**Exercise objective**
Revise the material from the line containing "Each instance receives one keypoint. Mark the street" through its final line, substituting "lamp post" for "street light pole" and leaving all else unchanged. Return only those revised lines.

*** Dataset content

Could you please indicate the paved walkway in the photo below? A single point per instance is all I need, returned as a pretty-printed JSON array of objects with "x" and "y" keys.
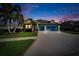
[
  {"x": 16, "y": 39},
  {"x": 54, "y": 43}
]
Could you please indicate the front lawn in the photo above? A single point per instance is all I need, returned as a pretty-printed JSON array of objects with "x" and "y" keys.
[
  {"x": 15, "y": 48},
  {"x": 72, "y": 32},
  {"x": 17, "y": 34}
]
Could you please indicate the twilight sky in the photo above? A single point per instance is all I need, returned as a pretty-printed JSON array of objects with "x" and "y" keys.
[{"x": 48, "y": 11}]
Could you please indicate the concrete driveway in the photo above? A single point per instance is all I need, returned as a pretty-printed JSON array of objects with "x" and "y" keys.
[{"x": 54, "y": 44}]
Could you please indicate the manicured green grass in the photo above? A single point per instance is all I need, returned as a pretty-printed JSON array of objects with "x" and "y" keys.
[
  {"x": 17, "y": 34},
  {"x": 15, "y": 48},
  {"x": 72, "y": 32}
]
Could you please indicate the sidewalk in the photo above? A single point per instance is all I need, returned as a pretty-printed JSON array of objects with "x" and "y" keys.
[
  {"x": 54, "y": 44},
  {"x": 16, "y": 39}
]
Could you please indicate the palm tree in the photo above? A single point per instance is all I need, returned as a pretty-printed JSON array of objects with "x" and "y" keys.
[
  {"x": 7, "y": 8},
  {"x": 19, "y": 17},
  {"x": 12, "y": 16}
]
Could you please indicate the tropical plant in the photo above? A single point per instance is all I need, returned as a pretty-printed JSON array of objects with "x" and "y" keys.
[{"x": 12, "y": 16}]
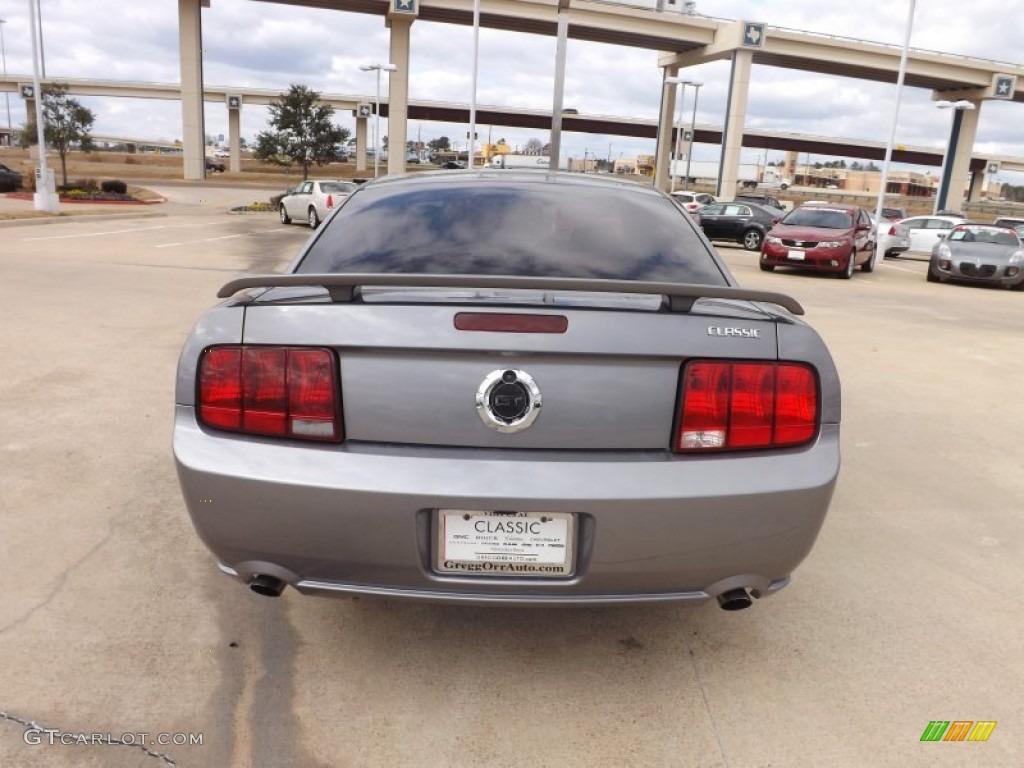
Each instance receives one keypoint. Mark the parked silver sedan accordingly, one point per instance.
(507, 387)
(312, 201)
(979, 253)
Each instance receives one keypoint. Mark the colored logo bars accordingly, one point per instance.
(958, 730)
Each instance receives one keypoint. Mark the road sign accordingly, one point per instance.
(1004, 86)
(754, 35)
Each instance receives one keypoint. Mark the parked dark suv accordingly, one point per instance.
(10, 180)
(740, 222)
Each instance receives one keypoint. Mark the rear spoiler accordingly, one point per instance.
(343, 287)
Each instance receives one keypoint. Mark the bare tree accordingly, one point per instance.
(66, 123)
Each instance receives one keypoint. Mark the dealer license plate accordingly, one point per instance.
(520, 544)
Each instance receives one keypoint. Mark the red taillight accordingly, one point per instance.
(742, 406)
(279, 391)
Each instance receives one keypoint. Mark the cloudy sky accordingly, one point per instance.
(262, 44)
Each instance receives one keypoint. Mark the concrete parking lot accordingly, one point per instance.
(115, 622)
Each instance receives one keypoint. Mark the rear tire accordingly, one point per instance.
(850, 264)
(753, 240)
(868, 266)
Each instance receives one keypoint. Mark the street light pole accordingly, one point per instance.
(3, 55)
(682, 83)
(471, 157)
(945, 179)
(377, 110)
(693, 134)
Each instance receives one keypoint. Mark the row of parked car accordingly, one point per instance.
(839, 238)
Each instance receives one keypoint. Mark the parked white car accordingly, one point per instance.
(312, 201)
(693, 201)
(916, 235)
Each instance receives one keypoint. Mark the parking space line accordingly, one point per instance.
(94, 235)
(205, 240)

******

**Solution for this exercise**
Each instance receives one keypoint. Mark the lamp post accordingly, one point per instance.
(3, 55)
(682, 83)
(471, 157)
(945, 179)
(377, 110)
(693, 134)
Each instance receives one keypoint. Mark the row of parked car accordingly, one point per instance.
(839, 238)
Each instance receives one keypoint. Mark the parked white car accordingly, one point per instance.
(312, 201)
(693, 201)
(916, 235)
Each instance receives one keypoint. Mark the parking space line accordingly, one point per instance.
(94, 235)
(205, 240)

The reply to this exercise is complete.